## WHAT NEEDS TO BE DONE:
Print all the records exactly as they stand.

Stored dataset items:
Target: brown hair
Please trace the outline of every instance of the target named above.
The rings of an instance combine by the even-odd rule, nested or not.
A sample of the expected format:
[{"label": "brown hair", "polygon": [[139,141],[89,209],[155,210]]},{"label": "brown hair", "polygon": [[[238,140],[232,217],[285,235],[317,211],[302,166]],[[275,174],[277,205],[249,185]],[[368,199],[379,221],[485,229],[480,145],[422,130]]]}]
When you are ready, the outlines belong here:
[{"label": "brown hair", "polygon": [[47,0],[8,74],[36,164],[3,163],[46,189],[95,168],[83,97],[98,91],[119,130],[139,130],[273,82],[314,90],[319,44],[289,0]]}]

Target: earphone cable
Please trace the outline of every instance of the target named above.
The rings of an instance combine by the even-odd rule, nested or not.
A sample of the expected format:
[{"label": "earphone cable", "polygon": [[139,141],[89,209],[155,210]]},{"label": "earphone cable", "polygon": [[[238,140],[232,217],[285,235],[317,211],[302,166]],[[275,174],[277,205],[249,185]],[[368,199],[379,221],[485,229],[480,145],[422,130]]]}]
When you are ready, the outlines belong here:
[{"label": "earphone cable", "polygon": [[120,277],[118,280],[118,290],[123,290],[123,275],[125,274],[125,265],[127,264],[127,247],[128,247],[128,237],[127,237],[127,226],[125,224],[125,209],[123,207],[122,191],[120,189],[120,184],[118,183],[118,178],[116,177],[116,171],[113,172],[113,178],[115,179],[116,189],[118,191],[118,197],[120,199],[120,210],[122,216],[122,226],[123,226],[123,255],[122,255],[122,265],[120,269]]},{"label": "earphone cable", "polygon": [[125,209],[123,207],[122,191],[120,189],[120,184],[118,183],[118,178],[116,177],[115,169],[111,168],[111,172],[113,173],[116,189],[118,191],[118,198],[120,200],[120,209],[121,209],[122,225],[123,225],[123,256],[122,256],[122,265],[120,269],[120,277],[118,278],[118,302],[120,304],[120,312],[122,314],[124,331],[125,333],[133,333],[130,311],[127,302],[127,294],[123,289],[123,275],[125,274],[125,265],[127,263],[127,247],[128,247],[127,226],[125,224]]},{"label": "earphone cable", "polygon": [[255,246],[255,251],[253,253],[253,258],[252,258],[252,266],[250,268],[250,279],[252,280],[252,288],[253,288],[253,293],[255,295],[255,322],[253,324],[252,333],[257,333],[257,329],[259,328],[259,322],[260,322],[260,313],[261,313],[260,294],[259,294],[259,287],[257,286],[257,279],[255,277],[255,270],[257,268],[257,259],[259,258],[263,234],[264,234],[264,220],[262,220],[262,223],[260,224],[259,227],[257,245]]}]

## FINISHED EXERCISE:
Target: brown hair
Please trace the outline of every instance of the target named above.
The rings of an instance combine by the even-odd rule, nested or not.
A sample of the expected format:
[{"label": "brown hair", "polygon": [[139,141],[89,209],[155,210]]},{"label": "brown hair", "polygon": [[[238,140],[232,217],[285,235],[317,211],[302,166]],[[275,174],[277,205],[249,185]],[[368,199],[379,221],[485,229],[480,145],[422,130]]]}]
When you are ready, the outlines belong here:
[{"label": "brown hair", "polygon": [[47,0],[8,74],[36,164],[3,163],[46,189],[95,168],[83,97],[98,91],[119,130],[139,130],[273,82],[314,90],[319,44],[289,0]]}]

Target: earphone cable
Please trace the outline of every instance of the target named above.
The rings of an instance combine by the even-odd rule, nested or not.
A sample of the expected format:
[{"label": "earphone cable", "polygon": [[139,141],[89,209],[155,210]]},{"label": "earphone cable", "polygon": [[[238,140],[232,217],[285,235],[317,211],[302,166]],[[275,174],[277,205],[249,185]],[[368,199],[379,221],[485,229],[480,145],[422,130]]]}]
When you are ready, the outlines belong here:
[{"label": "earphone cable", "polygon": [[120,277],[118,280],[118,290],[123,290],[123,275],[125,274],[125,265],[127,264],[127,247],[128,247],[128,237],[127,237],[127,226],[125,224],[125,209],[123,207],[122,191],[120,189],[120,184],[118,183],[118,178],[116,177],[116,171],[113,172],[113,178],[115,179],[116,189],[118,191],[118,197],[120,199],[120,210],[122,216],[122,226],[123,226],[123,255],[122,255],[122,265],[120,269]]},{"label": "earphone cable", "polygon": [[125,209],[123,207],[122,191],[120,189],[120,184],[118,183],[118,178],[116,177],[115,169],[111,168],[111,172],[113,173],[116,189],[118,191],[118,198],[120,200],[120,209],[121,209],[122,225],[123,225],[123,256],[122,256],[122,265],[120,269],[120,277],[118,278],[118,302],[120,304],[120,312],[122,314],[124,331],[125,333],[133,333],[130,311],[127,302],[127,294],[123,289],[123,275],[125,274],[125,265],[127,263],[127,247],[128,247],[127,226],[125,224]]},{"label": "earphone cable", "polygon": [[255,246],[255,251],[253,253],[253,258],[252,258],[252,266],[250,268],[250,279],[252,280],[252,288],[253,288],[253,293],[255,295],[255,322],[253,324],[252,333],[257,333],[257,329],[259,328],[259,322],[260,322],[260,313],[261,313],[260,294],[259,294],[259,287],[257,286],[257,279],[255,277],[255,270],[257,268],[257,259],[259,258],[263,234],[264,234],[264,220],[262,220],[262,223],[260,224],[259,227],[257,245]]}]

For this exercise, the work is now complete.